**Short exercise**
Write the data out again in full, with no departure from the original.
"""
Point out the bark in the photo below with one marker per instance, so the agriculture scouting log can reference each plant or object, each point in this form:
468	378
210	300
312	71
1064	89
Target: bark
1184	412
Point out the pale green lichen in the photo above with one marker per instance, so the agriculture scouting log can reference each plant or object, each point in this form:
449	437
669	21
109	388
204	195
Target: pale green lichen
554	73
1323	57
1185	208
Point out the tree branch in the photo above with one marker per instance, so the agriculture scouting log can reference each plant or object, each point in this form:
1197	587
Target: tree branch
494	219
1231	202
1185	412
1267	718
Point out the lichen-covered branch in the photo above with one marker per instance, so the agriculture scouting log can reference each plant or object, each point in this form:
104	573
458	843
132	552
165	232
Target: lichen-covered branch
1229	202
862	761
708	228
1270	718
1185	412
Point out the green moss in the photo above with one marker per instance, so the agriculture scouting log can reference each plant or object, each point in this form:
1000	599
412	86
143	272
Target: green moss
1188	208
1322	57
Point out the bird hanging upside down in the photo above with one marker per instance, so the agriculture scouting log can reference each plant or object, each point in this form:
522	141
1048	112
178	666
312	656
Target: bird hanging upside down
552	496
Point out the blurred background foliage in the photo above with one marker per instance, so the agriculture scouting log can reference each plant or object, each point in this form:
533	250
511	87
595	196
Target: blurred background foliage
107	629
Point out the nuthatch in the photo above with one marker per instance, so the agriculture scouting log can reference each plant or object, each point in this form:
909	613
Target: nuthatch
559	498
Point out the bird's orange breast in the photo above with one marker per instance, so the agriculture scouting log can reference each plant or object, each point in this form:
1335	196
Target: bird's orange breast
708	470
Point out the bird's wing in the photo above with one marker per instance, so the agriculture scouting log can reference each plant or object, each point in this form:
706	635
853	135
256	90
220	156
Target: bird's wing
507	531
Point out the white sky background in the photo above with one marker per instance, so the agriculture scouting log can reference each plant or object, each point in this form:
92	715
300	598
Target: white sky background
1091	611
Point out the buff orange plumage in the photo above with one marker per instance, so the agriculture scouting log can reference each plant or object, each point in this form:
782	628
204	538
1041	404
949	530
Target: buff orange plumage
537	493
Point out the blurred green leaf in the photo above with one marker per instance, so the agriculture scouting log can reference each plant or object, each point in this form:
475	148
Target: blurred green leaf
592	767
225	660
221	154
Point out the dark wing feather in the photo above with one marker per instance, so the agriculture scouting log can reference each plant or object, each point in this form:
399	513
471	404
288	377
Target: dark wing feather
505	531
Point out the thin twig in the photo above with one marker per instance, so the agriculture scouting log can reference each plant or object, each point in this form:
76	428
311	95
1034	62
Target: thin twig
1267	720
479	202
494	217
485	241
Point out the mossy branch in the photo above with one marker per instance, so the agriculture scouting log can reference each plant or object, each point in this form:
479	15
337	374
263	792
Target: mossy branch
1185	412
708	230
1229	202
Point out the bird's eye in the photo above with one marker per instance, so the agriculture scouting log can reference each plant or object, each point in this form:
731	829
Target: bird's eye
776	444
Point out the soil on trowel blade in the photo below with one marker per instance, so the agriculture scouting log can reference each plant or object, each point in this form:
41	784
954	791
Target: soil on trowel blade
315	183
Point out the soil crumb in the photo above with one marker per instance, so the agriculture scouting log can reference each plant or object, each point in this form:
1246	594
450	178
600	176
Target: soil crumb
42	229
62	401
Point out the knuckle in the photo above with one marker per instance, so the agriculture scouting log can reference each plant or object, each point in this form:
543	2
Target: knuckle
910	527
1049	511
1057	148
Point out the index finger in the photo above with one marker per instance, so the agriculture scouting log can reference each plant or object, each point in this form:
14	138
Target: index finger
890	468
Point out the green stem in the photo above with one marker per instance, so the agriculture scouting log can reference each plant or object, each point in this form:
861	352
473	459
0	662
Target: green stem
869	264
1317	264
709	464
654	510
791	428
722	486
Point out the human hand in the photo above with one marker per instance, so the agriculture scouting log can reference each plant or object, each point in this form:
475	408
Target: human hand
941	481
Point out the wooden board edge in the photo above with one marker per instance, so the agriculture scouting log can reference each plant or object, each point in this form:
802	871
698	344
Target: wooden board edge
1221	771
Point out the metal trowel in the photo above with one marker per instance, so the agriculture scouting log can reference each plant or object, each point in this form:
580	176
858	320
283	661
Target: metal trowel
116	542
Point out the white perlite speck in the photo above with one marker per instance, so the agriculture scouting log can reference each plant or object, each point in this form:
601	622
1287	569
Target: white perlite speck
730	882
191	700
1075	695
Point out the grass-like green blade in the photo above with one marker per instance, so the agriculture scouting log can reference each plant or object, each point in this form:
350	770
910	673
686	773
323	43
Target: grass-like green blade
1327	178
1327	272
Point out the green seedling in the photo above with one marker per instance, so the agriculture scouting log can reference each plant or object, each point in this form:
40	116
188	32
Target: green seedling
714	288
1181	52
"""
**Written response**
Point out the bark in the photo below with one marker per instance, so the agriculture scouting log can reference each plant or object, each point in this form:
468	378
210	300
312	71
1064	89
Target: bark
1184	412
Point out the pale green lichen in the photo above with one marker per instance, so the agriculture scouting log can reference each plant or object, each point in this form:
449	437
669	21
109	388
204	195
Target: pale green lichen
554	73
1323	57
1185	208
Point out the tree branch in the photo above with one marker per instance, so the agriculture scouting log can reference each plant or object, each point in this form:
1197	587
Target: tree branch
494	219
1231	202
1185	412
1267	718
Point out the lichen-covered branch in the photo above with one marker per instance, so the agriculture scouting log can reference each plant or object, each point in this form:
104	573
458	843
132	552
165	232
Target: lichen-covered branch
1229	202
862	761
708	228
1270	718
1185	412
Point out the green moss in the photo above with one marker per instance, so the agriculture scouting log can reference each plant or object, each point in this form:
1000	599
412	86
143	272
Target: green moss
1188	208
1322	57
Point out the bird hanging upside down in the photo above with one marker per instance, so the agriculture scouting log can reference each plant or object, each point in this form:
522	141
1048	112
178	666
312	656
Target: bird hanging upside down
552	496
Point out the blurred background foliage in the photo above with one marker per instance, so the agriculture scouting log can reference each plant or object, each point in this form:
533	250
511	87
595	196
Target: blurred background foliage
107	629
Point out the nuthatch in the photo above with one marker per instance, so the agriculture scouting log can reference each plant or object, each point in this form:
909	613
Target: nuthatch
559	498
Point out the bird's orange breast in the photo above with one marker per instance, so the agriculture scouting log can reference each plant or object, each point in this form:
1335	196
Target: bird's orange breast
708	470
Point out the bird's wing in the photo above with one marker per instance, so the agriculture scouting log can reference each plant or object, each point in this form:
706	635
853	135
256	90
220	156
Target: bird's wing
507	531
Point out the white sky background in the photo above with one marker per instance, so the agriculture scouting log can reference each plant or object, each point in this form:
92	715
300	598
Target: white sky background
1091	611
Point out the buff orange plumage in the photo above with one marker per instance, so the agriculture scouting log can reference each plant or object, each point in this form:
782	628
204	538
1041	404
949	530
Target: buff orange plumage
537	493
Point out the blurred green leaf in the photo above with one marker per instance, so the agriculture scouting log can reference each plant or object, each point in this form:
475	148
Target: blurred green leaf
592	767
225	660
221	154
Point out the dark wing feather in the photo above with one marker per instance, so the agriculture scouting log can reference each plant or object, each point in this form:
399	513
471	404
288	377
Target: dark wing feather
505	531
Point out the thin twig in the photo above with one marker per instance, so the agriculture scouting log can reference each plant or object, each point in this form:
76	428
311	95
1034	62
Target: thin twig
1267	720
479	202
494	217
485	241
Point out the mossy branch in the photo above with one marker per instance, so the agriculture scouting log can reference each plant or object, each point in this form:
479	15
337	374
263	792
Target: mossy branch
1185	412
708	230
1229	202
Point out the bird's eye in the photo above with one marker per instance, so the agriculture scouting log can reference each plant or object, each point in this form:
731	829
Target: bird's eye
776	444
Point out the soil on trowel blade in the photo below with one marker per instance, so the agriculture scouting log can reference each plant or object, each point in this form:
41	784
954	791
Target: soil on trowel blade
315	183
Point out the soil crumb in the photo above with one marker per instance, so the agriculture scouting log can reference each plant or object, each point in this form:
1246	594
450	178
600	176
Target: soil crumb
42	229
62	401
Point out the knuckle in the photo above with one marker per instance, so the agriculture scouting log can reference each plant or object, each point in this form:
543	2
Target: knuckle
910	527
1049	511
1057	148
Point out the index finger in the photo above with one marker per instance, so the agriculture scouting log can reference each plant or object, each point in this form:
14	138
Target: index finger
890	468
Point out the green stem in the photo above with one marker per instance, so the agriculture scouting log can reference each plant or object, each point in this form:
861	352
473	459
0	662
Target: green stem
869	264
1317	264
709	464
654	510
791	428
722	486
Point out the human hand in the photo above with one marker per instance, so the agriculture scouting log can reference each plant or object, each point in this form:
475	408
Target: human hand
941	481
Point out the wooden board edge in the photo above with one marker per instance, so the agriculture scouting log can reference each plant or object, each point in this form:
802	871
698	344
Target: wooden board edge
1221	771
Point out the metal trowel in the photo above with one marker per instance, so the agriculture scouting log can reference each plant or object, each point in this form:
580	176
858	320
283	661
Target: metal trowel
116	542
Point out the white perlite speck in the photo above with one marker per instance, so the agriculture scouting log can reference each plant or object, each point in this form:
601	622
1287	569
Target: white perlite speck
730	882
191	700
1075	695
Point out the grass-like green blade in the photo above with one marker per instance, so the agriculture scouting log can reference each plant or object, each point in this form:
350	770
910	673
686	773
323	43
Target: grass-like green blade
1327	178
1327	272
Point out the green seedling in the photo above with one marker per instance, so the agriculture scouting log can reference each plant or object, each point in this form:
40	116
188	32
Target: green seedling
714	288
1181	52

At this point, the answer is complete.